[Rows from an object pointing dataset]
####################

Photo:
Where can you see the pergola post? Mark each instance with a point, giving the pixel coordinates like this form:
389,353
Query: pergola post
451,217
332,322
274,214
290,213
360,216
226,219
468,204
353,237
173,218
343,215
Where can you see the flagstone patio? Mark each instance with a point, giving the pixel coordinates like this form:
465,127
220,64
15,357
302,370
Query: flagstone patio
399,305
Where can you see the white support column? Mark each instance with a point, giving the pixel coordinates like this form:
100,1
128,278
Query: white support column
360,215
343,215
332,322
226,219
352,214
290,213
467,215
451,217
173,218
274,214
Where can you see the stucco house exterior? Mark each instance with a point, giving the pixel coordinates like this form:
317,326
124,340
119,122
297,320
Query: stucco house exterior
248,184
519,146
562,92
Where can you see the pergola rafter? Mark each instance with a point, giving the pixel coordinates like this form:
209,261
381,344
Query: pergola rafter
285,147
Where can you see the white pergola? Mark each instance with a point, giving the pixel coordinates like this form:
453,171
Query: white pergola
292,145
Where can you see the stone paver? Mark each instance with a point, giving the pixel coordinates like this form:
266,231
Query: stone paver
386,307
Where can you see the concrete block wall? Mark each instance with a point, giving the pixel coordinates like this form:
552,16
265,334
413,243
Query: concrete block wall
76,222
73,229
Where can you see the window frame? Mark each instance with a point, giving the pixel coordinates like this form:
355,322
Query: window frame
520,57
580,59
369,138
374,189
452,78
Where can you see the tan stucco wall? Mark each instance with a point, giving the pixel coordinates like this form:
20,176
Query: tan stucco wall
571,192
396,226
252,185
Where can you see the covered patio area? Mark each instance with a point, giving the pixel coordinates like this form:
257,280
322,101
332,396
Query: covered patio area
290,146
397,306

####################

Switch "stucco" to "plaster" in the items from the line containing "Where can you see the stone" through the last line, leaving everything else unchanged. Return only those lines.

:: FINISHED ANSWER ::
Where can you see the stone paver? Mark each instance with a point, giving the pixel coordinates like this form:
266,231
Query: stone paver
386,307
Where can you see the concrete block wall? Mark each instance with a point, giving the pixel coordinates like this form:
552,16
265,334
413,243
Query: concrete block wall
76,222
73,229
Where can you see the window frame? Mark each instance with a point, giving the pixel coordinates like this form:
355,322
Query: window frame
520,57
580,59
369,138
374,189
452,78
Where can you see the tan plaster wall? Mark each instance with a point, giving the pixel coordinates like this form:
20,176
Query: tan plaster wall
571,192
396,226
252,185
Where can you see the covered patio area? Mark each instance with a point, giving the pixel coordinates like this form:
257,280
322,101
332,396
Query: covered patio area
290,146
397,306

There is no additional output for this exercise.